Tuliskan kembali tanpa perubahan bagian kutipan tentang penjual anyaman lontar di Pasar Alok, mulai dari "Mama Rosa bilang, sepinya" sampai dengan "putih, dan tomat.".

Kutipan:
· · · · · · ·
‘Pasar Sepi, Saya Bertahan Saja’, Kisah Mama Rosa Penjual Anyaman Lontar di Pasar Alok

Maumere, Ekorantt.com – Langit tampak mendung saat Ekora NTT bertandang ke Pasar Alok, Maumere pada Rabu, 13 Maret 2024 siang. Kondisi pasar sangat sepi.

Di salah satu lapak jualan, Mama Rosa (63) merebah di atas bale-bale yang terbuat dari bambu, sambil menunggu pengunjung yang datang membeli. Ia menjual berbagai macam seneng, jenis anyaman yang terbuat dari daun lontar.

“(Pasar) sepi, saya bertahan saja. Kalau tidak, mama mau jualan apalagi,” kata Mama Rosa sambil bangkit dan mengambil posisi duduk.

Mama Rosa bilang, sepinya pembeli di Pasar Alok bukan hanya karena musim hujan, tetapi sudah terjadi jauh sebelum itu.

“Setiap hari sepi pembeli. Ini dari pagi sampai siang ini belum ada yang datang beli. Seribu rupiah saja belum dapat,” ujarnya.

Mama Rosa kemudian menganyam seneng. Bukan hanya hasil anyamannya sendiri, sebagian besar seneng yang ia jual dibeli dari mama-mama penganyam di Sikka dan Lembata.

Ia berjualan seneng sejak tahun 2019. Sebelumnya, ia berjualan bawang merah, bawang putih, dan tomat.

Seneng yang dijual Mama Rosa bermacam-macam bentuk seturut fungsi, seperti tempat untuk taruh sirih pinang, tembakau, cincin kawin, kalung emas, lalu tempat untuk taruh kue pagar, kepala babi, nasi, beras, dompet, handphone, dan lainnya. Ukuran seneng sangat beragam, mulai dari ukuran kecil, sedang dan besar.

Ia menjual seneng dengan harga yang bervariasi, mulai Rp30.000 hingga Rp50.000, bergantung pada jenis dan ukuran anyaman.
· · · · · · ·
Data Tercatat:
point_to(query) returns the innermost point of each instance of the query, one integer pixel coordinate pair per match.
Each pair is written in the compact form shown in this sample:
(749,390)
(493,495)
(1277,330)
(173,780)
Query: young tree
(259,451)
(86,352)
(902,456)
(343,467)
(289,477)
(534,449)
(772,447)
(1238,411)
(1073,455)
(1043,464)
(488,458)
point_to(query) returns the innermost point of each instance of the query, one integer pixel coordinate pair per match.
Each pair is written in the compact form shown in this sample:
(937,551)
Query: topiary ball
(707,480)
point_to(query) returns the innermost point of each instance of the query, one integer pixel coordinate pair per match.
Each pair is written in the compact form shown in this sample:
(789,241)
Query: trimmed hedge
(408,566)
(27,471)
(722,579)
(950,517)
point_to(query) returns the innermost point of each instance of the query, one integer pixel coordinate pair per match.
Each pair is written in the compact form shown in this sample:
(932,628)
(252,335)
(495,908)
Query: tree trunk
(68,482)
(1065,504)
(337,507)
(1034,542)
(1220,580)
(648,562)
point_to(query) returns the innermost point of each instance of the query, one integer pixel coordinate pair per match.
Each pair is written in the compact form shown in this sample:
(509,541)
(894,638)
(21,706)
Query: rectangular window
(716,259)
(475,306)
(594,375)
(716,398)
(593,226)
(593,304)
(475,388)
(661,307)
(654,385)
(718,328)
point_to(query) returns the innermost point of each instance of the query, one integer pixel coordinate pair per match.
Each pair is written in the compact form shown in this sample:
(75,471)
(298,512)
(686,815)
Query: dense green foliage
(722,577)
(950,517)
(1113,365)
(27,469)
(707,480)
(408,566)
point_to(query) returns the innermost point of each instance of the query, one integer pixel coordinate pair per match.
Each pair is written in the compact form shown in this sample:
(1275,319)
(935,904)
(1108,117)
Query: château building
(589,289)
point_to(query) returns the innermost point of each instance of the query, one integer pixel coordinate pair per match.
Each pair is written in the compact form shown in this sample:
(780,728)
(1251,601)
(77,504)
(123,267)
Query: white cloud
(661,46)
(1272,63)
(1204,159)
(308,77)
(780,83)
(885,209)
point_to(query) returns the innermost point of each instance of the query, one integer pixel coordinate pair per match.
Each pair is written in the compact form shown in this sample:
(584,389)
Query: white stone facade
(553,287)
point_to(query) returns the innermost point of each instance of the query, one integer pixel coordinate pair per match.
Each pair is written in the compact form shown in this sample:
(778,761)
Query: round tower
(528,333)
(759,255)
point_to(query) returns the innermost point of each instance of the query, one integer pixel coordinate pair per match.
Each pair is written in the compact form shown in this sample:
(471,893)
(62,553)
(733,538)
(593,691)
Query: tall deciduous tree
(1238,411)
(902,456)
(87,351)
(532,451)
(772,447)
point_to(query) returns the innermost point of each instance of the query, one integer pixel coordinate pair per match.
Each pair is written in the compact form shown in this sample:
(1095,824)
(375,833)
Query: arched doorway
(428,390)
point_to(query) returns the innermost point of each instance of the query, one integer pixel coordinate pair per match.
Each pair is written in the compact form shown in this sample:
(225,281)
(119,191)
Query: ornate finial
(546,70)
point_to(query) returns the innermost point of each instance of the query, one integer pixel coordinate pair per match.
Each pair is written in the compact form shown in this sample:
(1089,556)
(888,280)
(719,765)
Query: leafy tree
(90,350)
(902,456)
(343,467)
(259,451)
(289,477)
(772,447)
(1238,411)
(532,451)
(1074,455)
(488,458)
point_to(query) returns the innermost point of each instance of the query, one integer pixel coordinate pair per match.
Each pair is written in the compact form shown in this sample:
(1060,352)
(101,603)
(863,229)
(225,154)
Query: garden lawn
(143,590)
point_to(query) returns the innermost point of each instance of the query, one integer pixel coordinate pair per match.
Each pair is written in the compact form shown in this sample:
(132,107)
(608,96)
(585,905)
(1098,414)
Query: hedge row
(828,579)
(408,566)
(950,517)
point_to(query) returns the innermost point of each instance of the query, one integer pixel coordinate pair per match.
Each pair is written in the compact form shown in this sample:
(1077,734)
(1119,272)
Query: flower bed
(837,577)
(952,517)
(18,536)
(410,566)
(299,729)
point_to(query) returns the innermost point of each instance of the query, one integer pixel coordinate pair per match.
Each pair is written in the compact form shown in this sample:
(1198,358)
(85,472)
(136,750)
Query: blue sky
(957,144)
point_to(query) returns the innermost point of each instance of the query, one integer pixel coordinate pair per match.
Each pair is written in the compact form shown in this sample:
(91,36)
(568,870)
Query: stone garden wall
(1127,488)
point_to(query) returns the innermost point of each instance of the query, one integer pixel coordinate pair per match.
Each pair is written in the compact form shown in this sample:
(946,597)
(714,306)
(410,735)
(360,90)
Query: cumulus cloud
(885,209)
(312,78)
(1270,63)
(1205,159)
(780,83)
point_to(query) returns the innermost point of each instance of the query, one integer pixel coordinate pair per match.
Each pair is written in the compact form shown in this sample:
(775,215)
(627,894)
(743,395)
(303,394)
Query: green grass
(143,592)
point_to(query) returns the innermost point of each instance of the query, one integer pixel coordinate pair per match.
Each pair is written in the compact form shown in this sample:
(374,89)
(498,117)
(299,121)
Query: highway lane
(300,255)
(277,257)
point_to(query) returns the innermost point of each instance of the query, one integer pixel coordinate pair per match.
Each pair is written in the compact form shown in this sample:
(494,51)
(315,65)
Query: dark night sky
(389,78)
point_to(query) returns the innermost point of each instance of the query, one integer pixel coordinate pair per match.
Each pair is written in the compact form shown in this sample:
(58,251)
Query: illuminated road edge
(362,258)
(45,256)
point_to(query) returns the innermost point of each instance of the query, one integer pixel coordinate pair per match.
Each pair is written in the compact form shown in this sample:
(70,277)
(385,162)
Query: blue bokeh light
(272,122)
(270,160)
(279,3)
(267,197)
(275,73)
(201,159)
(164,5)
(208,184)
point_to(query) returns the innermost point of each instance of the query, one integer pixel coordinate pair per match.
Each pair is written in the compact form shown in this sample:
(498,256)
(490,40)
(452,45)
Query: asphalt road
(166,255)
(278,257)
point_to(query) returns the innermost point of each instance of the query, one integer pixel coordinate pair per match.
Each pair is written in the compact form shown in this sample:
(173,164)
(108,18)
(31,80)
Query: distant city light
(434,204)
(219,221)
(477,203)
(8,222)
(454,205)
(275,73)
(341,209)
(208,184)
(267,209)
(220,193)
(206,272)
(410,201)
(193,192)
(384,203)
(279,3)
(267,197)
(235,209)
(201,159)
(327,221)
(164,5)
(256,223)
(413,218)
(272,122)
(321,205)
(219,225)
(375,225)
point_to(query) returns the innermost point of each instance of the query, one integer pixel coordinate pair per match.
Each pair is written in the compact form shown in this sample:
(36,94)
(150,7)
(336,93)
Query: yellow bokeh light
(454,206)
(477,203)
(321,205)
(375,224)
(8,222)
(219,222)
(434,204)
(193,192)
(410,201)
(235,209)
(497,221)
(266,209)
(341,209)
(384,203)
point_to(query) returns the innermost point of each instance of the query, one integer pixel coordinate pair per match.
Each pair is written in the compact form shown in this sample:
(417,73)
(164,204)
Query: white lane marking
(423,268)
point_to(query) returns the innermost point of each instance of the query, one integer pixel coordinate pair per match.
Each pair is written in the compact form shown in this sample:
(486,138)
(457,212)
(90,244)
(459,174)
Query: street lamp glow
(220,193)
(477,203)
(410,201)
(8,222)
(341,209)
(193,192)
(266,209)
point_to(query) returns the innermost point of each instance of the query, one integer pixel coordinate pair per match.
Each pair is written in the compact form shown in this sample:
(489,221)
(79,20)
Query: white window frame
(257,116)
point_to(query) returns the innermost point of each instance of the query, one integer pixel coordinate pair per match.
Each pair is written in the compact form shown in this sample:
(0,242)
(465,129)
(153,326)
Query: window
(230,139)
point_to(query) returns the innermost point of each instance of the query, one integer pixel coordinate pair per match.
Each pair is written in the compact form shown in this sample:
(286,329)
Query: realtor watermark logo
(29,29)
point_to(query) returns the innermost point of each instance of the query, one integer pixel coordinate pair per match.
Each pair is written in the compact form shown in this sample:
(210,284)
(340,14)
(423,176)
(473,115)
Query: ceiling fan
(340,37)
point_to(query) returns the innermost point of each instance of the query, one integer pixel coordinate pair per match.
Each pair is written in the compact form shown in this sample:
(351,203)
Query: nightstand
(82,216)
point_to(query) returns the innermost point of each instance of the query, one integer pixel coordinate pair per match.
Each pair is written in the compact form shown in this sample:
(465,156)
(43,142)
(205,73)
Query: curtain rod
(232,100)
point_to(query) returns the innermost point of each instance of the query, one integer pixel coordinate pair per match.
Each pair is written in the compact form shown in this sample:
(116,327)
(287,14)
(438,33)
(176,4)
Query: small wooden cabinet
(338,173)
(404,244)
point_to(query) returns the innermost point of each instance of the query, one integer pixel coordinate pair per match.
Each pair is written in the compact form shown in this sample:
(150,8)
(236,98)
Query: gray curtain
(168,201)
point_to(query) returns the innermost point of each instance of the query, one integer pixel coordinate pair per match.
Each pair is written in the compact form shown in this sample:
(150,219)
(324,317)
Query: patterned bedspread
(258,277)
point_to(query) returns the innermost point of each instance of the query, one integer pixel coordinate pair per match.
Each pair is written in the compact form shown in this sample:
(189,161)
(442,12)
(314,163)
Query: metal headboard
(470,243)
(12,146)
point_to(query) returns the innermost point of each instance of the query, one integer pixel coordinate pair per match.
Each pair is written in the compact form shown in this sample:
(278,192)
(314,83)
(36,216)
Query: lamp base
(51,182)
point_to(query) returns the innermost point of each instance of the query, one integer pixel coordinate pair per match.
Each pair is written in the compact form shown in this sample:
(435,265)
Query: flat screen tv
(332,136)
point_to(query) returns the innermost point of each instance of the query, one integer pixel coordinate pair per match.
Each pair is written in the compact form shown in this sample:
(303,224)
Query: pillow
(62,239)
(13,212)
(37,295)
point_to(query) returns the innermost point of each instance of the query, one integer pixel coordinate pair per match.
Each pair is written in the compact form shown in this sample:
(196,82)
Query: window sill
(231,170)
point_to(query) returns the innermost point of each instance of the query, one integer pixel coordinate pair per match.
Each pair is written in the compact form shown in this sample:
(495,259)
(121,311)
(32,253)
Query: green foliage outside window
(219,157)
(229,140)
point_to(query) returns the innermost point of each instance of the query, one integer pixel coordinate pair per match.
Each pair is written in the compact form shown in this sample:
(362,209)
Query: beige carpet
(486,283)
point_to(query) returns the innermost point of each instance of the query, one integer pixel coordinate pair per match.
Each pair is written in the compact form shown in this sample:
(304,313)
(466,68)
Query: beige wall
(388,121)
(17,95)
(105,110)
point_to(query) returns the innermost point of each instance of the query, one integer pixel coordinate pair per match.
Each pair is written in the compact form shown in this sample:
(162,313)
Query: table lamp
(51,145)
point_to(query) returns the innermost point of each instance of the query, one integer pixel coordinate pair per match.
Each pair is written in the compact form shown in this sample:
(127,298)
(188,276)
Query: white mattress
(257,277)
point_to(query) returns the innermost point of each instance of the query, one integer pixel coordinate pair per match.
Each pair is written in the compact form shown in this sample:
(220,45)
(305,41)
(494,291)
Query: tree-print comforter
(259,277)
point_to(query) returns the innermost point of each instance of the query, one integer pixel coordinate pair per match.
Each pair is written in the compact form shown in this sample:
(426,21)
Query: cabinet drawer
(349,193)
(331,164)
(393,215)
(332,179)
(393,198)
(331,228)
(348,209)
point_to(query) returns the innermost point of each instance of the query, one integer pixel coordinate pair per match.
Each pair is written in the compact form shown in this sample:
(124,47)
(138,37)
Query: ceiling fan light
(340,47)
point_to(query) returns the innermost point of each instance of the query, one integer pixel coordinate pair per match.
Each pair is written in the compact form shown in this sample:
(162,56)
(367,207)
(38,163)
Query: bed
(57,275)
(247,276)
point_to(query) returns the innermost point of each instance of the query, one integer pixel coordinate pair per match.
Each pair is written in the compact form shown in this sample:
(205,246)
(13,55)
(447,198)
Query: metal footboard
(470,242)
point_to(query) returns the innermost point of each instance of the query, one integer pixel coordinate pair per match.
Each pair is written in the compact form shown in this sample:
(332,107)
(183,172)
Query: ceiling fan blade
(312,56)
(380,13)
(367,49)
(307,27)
· · · · · · ·
Jawaban Latihan:
Mama Rosa bilang, sepinya pembeli di Pasar Alok bukan hanya karena musim hujan, tetapi sudah terjadi jauh sebelum itu.

“Setiap hari sepi pembeli. Ini dari pagi sampai siang ini belum ada yang datang beli. Seribu rupiah saja belum dapat,” ujarnya.

Mama Rosa kemudian menganyam seneng. Bukan hanya hasil anyamannya sendiri, sebagian besar seneng yang ia jual dibeli dari mama-mama penganyam di Sikka dan Lembata.

Ia berjualan seneng sejak tahun 2019. Sebelumnya, ia berjualan bawang merah, bawang putih, dan tomat.